#### Exercise description
The answer should be an exact repeat of the stretch of material below from the line containing "on the flat" through the line containing "[(582, 43)]".
━━━━━━
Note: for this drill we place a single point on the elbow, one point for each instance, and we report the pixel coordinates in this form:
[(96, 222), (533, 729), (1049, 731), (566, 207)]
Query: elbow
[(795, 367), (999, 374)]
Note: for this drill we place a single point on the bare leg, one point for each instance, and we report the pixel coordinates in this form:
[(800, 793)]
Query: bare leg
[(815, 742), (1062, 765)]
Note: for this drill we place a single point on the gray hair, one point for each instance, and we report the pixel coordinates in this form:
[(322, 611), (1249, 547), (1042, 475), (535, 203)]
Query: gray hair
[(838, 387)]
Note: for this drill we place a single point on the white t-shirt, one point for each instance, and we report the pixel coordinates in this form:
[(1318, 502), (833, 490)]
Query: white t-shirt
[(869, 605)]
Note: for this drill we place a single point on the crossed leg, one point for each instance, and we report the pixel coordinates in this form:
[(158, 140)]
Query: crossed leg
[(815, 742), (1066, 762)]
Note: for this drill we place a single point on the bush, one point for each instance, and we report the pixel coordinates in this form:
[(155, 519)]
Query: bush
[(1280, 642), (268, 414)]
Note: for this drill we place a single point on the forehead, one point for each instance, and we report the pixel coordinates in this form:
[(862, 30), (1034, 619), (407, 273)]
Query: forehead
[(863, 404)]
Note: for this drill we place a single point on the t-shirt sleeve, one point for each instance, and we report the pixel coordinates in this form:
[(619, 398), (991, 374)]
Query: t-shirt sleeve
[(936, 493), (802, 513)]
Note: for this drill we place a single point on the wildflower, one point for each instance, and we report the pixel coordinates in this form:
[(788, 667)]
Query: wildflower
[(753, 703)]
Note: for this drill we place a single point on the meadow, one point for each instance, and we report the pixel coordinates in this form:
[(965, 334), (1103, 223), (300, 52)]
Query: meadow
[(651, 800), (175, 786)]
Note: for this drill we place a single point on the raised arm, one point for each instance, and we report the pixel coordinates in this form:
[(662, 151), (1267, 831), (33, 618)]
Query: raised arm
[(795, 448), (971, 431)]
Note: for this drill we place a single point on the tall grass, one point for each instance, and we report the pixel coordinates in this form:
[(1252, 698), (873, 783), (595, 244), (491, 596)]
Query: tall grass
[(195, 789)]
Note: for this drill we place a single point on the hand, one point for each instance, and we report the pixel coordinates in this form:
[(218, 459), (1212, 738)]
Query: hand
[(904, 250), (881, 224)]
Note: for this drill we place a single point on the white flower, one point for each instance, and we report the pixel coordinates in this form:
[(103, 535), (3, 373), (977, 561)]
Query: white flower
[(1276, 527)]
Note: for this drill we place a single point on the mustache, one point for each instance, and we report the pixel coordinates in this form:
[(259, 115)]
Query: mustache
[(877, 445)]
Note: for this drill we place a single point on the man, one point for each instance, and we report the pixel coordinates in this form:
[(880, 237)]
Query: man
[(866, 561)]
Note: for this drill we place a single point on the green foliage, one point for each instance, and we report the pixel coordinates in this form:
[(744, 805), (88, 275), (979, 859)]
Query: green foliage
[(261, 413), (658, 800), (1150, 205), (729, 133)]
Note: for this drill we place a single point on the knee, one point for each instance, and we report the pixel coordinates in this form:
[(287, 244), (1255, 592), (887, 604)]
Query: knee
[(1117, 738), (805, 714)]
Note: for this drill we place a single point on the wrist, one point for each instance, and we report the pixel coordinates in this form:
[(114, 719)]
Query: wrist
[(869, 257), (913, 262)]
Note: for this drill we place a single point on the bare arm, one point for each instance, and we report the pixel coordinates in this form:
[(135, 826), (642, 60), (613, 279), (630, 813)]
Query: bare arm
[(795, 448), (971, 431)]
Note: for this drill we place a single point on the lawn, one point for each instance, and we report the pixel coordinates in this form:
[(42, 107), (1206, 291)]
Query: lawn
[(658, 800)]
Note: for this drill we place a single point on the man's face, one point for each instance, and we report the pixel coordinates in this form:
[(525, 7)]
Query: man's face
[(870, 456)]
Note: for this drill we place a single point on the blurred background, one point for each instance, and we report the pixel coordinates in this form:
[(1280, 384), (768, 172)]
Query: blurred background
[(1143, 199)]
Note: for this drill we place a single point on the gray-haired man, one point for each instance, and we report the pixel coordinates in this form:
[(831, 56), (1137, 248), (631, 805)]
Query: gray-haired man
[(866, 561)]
━━━━━━
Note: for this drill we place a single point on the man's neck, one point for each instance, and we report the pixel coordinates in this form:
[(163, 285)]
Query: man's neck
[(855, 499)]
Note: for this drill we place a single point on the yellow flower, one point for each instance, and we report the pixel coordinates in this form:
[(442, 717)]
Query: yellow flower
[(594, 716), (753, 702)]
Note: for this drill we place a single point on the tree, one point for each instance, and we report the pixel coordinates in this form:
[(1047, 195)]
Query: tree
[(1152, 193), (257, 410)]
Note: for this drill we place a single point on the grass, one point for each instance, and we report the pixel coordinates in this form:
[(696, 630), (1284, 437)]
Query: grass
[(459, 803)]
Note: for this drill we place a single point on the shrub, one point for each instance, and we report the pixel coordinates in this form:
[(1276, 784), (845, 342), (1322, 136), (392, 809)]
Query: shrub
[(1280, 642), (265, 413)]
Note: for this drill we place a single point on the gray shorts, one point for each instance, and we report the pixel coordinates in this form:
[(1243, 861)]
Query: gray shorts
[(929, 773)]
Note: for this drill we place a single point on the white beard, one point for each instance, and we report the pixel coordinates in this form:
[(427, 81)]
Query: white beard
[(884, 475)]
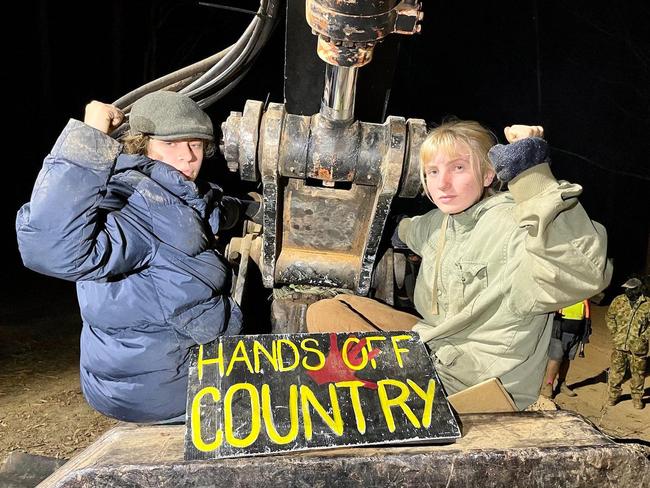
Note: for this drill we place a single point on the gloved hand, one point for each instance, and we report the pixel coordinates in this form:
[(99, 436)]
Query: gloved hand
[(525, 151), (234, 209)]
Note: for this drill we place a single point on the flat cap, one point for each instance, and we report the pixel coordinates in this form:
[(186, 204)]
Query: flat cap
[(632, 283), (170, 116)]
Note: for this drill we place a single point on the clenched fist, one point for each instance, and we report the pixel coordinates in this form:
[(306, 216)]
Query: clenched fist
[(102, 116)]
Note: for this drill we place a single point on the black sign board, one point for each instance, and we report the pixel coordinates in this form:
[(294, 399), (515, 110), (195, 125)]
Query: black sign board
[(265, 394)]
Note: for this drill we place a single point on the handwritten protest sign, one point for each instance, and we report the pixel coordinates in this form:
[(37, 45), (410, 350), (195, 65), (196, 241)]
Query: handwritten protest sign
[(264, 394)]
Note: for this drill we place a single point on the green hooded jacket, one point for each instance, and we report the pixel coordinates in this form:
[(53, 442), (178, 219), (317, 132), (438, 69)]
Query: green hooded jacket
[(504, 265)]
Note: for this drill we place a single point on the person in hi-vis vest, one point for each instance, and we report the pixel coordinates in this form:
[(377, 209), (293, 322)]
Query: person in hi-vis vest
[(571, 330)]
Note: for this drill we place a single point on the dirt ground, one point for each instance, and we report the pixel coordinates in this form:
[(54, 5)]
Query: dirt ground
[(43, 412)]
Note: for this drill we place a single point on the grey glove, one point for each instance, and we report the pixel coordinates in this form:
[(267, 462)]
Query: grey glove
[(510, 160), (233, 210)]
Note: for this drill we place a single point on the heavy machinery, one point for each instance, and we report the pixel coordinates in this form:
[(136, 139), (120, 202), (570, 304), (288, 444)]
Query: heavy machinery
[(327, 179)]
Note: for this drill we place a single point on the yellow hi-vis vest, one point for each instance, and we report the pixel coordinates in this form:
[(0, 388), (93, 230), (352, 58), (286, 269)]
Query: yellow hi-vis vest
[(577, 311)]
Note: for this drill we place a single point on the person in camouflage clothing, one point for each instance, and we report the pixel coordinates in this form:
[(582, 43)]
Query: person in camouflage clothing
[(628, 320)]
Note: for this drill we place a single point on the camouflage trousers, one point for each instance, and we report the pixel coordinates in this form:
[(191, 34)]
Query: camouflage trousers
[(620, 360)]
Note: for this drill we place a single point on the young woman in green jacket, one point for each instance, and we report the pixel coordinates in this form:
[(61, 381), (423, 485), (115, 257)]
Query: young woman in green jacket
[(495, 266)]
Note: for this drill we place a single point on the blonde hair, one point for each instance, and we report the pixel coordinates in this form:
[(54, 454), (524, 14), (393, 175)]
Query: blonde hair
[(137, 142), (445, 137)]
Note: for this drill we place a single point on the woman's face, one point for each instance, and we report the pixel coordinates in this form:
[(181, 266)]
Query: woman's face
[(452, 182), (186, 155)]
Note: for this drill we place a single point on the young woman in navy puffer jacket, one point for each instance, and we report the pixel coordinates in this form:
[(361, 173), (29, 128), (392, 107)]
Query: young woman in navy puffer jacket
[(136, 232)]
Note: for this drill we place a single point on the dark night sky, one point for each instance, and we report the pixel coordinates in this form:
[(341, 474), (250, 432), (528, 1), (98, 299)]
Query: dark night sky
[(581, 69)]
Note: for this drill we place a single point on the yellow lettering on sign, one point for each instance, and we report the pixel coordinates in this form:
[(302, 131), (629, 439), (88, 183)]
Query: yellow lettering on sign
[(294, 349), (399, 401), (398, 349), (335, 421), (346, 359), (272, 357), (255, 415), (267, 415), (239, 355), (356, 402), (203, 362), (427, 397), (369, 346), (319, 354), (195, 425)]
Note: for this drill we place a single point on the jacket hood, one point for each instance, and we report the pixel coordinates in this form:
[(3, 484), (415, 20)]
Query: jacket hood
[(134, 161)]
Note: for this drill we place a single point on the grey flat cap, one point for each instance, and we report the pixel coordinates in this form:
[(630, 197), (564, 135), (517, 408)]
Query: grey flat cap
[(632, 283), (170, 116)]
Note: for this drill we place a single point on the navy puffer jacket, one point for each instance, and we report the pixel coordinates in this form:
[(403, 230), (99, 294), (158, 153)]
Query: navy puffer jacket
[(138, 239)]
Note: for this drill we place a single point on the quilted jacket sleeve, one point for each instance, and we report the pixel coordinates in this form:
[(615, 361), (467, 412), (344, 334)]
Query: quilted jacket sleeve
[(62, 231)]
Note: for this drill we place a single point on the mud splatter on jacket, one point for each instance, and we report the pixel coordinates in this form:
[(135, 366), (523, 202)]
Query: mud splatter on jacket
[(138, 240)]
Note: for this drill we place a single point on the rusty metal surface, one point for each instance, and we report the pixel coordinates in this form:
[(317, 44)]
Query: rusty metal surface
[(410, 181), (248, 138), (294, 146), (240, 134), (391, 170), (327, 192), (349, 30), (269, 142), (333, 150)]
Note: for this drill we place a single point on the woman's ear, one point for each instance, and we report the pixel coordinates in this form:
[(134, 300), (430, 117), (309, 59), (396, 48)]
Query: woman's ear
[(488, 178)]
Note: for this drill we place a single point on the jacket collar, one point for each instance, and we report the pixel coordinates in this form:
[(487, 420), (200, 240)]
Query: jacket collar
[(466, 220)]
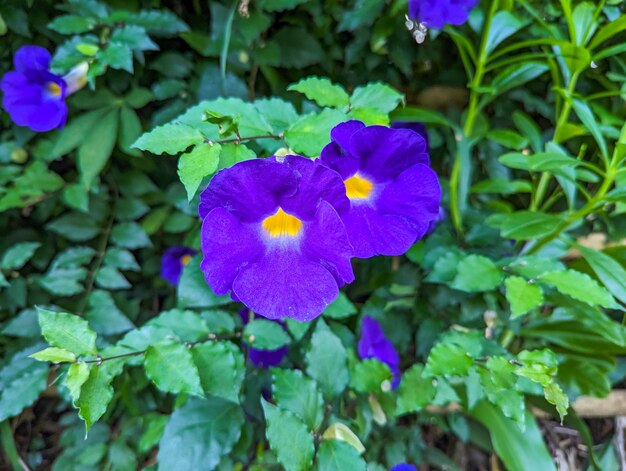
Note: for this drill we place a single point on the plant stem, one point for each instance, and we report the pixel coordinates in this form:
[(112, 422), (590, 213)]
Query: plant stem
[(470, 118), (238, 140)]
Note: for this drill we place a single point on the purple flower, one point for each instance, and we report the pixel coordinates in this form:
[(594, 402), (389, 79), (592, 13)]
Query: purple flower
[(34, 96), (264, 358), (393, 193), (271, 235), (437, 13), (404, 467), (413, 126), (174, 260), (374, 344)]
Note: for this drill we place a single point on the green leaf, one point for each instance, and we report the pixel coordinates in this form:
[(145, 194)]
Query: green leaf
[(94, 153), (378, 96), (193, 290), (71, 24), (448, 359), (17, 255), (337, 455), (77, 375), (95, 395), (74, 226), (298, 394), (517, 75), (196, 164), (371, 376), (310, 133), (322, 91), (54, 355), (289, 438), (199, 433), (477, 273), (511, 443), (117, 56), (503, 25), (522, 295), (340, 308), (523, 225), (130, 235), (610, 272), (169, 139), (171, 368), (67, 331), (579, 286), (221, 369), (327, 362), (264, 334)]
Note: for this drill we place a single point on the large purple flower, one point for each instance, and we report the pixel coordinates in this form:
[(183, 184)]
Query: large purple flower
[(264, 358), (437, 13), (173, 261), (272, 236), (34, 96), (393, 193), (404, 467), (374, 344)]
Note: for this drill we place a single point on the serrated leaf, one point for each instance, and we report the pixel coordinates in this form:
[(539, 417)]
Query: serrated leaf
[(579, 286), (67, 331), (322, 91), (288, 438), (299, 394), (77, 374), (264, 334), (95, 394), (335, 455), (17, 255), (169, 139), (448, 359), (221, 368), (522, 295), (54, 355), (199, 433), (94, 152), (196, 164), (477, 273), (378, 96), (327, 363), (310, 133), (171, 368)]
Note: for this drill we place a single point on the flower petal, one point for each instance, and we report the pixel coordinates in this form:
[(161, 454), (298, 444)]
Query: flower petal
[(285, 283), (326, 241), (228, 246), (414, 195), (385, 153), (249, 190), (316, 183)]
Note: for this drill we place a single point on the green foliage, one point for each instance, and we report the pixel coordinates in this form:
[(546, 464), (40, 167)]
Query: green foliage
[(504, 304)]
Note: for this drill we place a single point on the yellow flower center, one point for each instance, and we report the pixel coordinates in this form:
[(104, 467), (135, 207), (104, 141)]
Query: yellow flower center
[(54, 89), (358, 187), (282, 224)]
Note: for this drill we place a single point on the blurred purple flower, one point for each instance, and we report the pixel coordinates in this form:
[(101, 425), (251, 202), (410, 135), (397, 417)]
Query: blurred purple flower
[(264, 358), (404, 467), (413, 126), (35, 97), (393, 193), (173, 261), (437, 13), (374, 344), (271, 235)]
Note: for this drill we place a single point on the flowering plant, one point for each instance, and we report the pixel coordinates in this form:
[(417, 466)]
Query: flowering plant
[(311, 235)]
━━━━━━
#### Response area
Note: for this drill we place a single point on the flat cap, one point for each instance, and we report the pixel coordinates in this form:
[(186, 204)]
Query: flat cap
[(632, 283), (170, 116)]
Note: for this drill we place a single point on the clenched fist, one point for each instance, and we report the pixel coordinates in this form:
[(306, 216)]
Query: clenched fist
[(102, 116)]
Note: for this drill we place a single point on the black sign board, one point for each instance, and we report the pixel coordinates in this form:
[(294, 399), (515, 110), (195, 125)]
Query: black sign board
[(265, 394)]
Note: for this drill we place a single point on the handwritten protest sign, one point for each instance, and we report the pixel coordinates in this form:
[(37, 45), (410, 350), (195, 65), (196, 241)]
Query: handwritten protest sign
[(264, 394)]
Note: for this drill we place a single point on the green hooded jacket, one point for each instance, and we report the pixel coordinates in this form:
[(53, 442), (178, 219), (317, 132), (438, 69)]
Query: green hooded jacket
[(504, 265)]
Note: for this drill we place a single point on the person in hi-vis vest, one point for each instance, and we report the pixel coordinates in this form:
[(377, 209), (293, 322)]
Query: person in hi-vis vest
[(571, 330)]
Note: for this drill we place a single point on the dirt ground, one point for each instance, and we report the pixel coordinates in this form:
[(54, 5)]
Query: dirt ground
[(43, 412)]
Note: for this drill we place a single point on the grey glove, one point for each instance, and we report the pixel coordinates in this form:
[(267, 462)]
Query: grey glove
[(510, 160), (233, 210)]
Note: for this drill we place a single point on the heavy machinery, one point for each instance, and we report the pixel coordinates in this form:
[(136, 139), (120, 202), (570, 304), (288, 444)]
Query: heavy machinery
[(327, 179)]
Note: for this drill we place a single point on the yellow hi-vis vest, one point for each instance, and we report the pixel coordinates in this form:
[(0, 388), (93, 230), (352, 58), (286, 269)]
Query: yellow hi-vis vest
[(577, 311)]
Note: for this drill we place a single point on the person in camouflage clothing, one point for each instance, and we report the pixel coordinates in this form:
[(582, 43)]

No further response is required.